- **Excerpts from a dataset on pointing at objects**
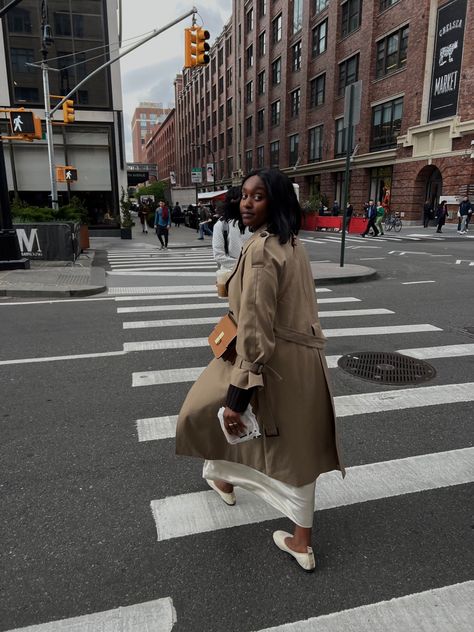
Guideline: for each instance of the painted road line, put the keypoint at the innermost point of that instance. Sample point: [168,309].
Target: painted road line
[379,331]
[201,512]
[416,282]
[81,356]
[445,351]
[171,289]
[156,428]
[164,345]
[188,274]
[151,615]
[154,297]
[446,609]
[188,322]
[167,376]
[172,322]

- **WHAT TO PRODUCE**
Transcribe all of the records above character for character, but leave the pictures out.

- **TASK SOLUTION**
Guideline: for each instance of the painted road line, put the keypoint at the innermost point of that instance. Sample point: [168,309].
Target: painted road line
[379,331]
[201,512]
[416,282]
[81,356]
[445,351]
[171,289]
[156,428]
[164,345]
[188,274]
[151,615]
[154,297]
[446,609]
[188,322]
[167,376]
[172,322]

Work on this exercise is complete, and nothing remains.